→ Requirement 1
Repeat the entries word for word, starting with the first line and going on through the line with "xmin=109 ymin=140 xmax=154 ymax=264", leaving out the pictures.

→ Passage provided
The network may also comprise at least one second router. The step of forwarding the transaction to the recipient may comprise forwarding the transaction to the second router adapted to route the transaction to recipient directly or via at least one other second router.

In an embodiment, the address verification function is adapted to check, if the service router is able to route the transaction to the recipient using the address provided by the sender. The address verification function may be adapted to accept the transaction for routing, if it deems possible to perform the routing to the recipient.

In an embodiment, the address translation function is adapted to alter the recipient address of the transaction while it is being processed at the service router. The translation function may perform translation between an address comprising a virtual endpoint address and a physical endpoint address.

In an embodiment, the recipient address of the received transaction comprises the sender's virtual endpoint address at the service router and the physical delivery address to the recipient is available in the transaction's data.

In an embodiment, the recipient address of the received transaction comprises the recipient's virtual endpoint address at the service router.

In an embodiment, the address translation function is a service accessible by a second router in the network and the service provides the translated address upon request by the second router.

In an embodiment, the network comprises a plurality of separately operated networks wherein at least one first network is adapted to route transactions to at least one second network. In an embodiment, the sender and the receiver reside in separate networks and the sender's network is unable to route the transaction directly to the receiver's network.

The method may further comprise the step of amending the transaction's data with at least one URL associable with at least one service applicable to the transaction and/or the recipient of the transaction.

The address translation step may comprise the step of resolving the end recipient's delivery address in the recipient's network from the content of the received transaction.

The method may also comprise the steps of receiving the delivery success status information about the forwarded transaction, and maintaining data of the storage of the service router using the address and delivery status information of the transaction.

The address information of the recipient of the transaction may be published in a public directory if the delivery of the transaction was successful.

The method may also comprise the step of debiting or crediting the financial account of at least one of the sender, receiver, the at least one router and application service provider based on the routing data of the transaction and after completion of a chargeable service related to the transaction.

The method may also comprise the step of altering the payment instruction data of the transaction, if the type of the transaction is an invoice. The altered payment instruction data may comprise bank account of the operator of the service router.

Another aspect of the present invention may be a method for routing a transaction, e.g. an invoice, associable with a later response transaction, e.g. a payment or a status change event. The method may be characterized in that it comprises steps for:

• • receiving the transaction from the sender, the transaction being associable with at least one application service to be involved in the processing of the transaction in addition to the end recipient,
  • modifying the content of the transaction or creating a new transaction with modified content to alter the execution and/or routing instructions of a later transaction, e.g. a response transaction, associable with the received transaction,
  • forwarding the transaction to the end recipient, e.g. the buyer of the invoice, according to the information of the received transaction,
  • making data of the transaction available to the application service, e.g. a value-add service, e.g. a financing service, according to the subscription information of a subscribed service associable with the transaction,
  • receiving the later associable transaction, and
  • forwarding the later associable transaction to at least one of the application service and the sender.

→ Requirement 2
From the passage on routing transactions, quote the wording starting with "The method may also comprise the steps" and going on through "transaction was successful.".

→ Records for processing
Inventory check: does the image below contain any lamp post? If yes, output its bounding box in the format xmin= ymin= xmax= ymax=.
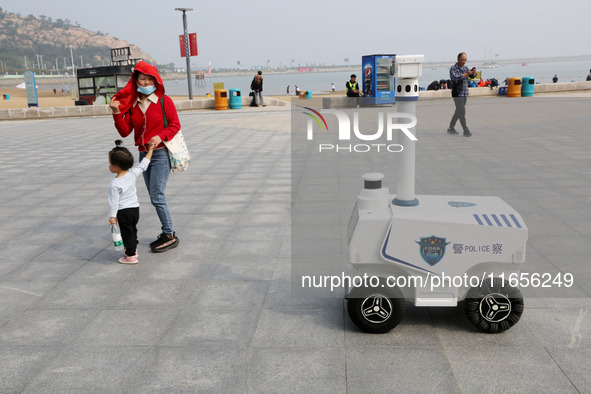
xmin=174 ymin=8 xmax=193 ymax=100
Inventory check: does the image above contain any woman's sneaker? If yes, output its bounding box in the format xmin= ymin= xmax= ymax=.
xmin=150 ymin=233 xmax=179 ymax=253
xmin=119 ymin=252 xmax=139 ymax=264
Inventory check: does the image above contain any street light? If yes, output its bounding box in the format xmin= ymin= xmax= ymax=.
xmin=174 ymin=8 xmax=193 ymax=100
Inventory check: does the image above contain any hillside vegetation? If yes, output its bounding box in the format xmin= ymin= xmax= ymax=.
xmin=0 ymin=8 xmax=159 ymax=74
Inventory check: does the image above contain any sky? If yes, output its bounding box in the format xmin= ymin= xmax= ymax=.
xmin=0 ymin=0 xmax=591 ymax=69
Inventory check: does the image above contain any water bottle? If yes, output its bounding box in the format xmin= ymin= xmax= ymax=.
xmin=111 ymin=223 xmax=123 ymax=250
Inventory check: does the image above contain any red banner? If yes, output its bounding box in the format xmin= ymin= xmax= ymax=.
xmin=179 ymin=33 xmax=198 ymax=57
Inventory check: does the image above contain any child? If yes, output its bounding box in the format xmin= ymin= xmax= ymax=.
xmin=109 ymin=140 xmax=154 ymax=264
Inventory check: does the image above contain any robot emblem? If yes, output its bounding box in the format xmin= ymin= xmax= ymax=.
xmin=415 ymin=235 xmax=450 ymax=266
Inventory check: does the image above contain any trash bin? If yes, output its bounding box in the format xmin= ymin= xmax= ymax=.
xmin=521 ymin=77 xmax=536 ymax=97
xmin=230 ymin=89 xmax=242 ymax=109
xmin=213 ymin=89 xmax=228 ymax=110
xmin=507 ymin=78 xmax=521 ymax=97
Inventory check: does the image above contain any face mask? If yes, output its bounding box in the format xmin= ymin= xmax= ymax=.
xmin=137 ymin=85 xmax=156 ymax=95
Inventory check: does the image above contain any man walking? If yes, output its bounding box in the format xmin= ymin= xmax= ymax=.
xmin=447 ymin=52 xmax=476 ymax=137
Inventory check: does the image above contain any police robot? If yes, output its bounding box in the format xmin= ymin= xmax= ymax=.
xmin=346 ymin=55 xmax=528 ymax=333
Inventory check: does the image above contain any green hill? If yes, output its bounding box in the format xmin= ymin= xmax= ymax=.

→ Complete answer 1
Inventory check: does the image below contain any lamp post? If yes, output its bounding box in the format xmin= ymin= xmax= ymax=.
xmin=174 ymin=8 xmax=193 ymax=100
Inventory check: does the image above contain any woman's sneaker? If yes, output its bounding box in the format xmin= ymin= xmax= ymax=.
xmin=150 ymin=233 xmax=179 ymax=253
xmin=119 ymin=252 xmax=139 ymax=264
Inventory check: does the image above contain any street light? If yes, output its bounding box in the format xmin= ymin= xmax= ymax=.
xmin=174 ymin=8 xmax=193 ymax=100
Inventory check: does the image above contain any hillside vegetation? If yes, output its bounding box in the format xmin= ymin= xmax= ymax=.
xmin=0 ymin=8 xmax=159 ymax=74
Inventory check: does the image above contain any sky? If yes, output its bounding box in the format xmin= ymin= xmax= ymax=.
xmin=0 ymin=0 xmax=591 ymax=69
Inventory check: does the image above contain any water bottle? If yes, output its bounding box in the format xmin= ymin= xmax= ymax=.
xmin=111 ymin=223 xmax=123 ymax=250
Inventory check: does the image above contain any red banner? If yes, output its bounding box in the format xmin= ymin= xmax= ymax=.
xmin=179 ymin=33 xmax=198 ymax=57
Inventory check: does the image above contain any child? If yes, output its bounding box in the format xmin= ymin= xmax= ymax=.
xmin=109 ymin=140 xmax=154 ymax=264

→ Complete answer 2
The method may also comprise the steps of receiving the delivery success status information about the forwarded transaction, and maintaining data of the storage of the service router using the address and delivery status information of the transaction.

The address information of the recipient of the transaction may be published in a public directory if the delivery of the transaction was successful.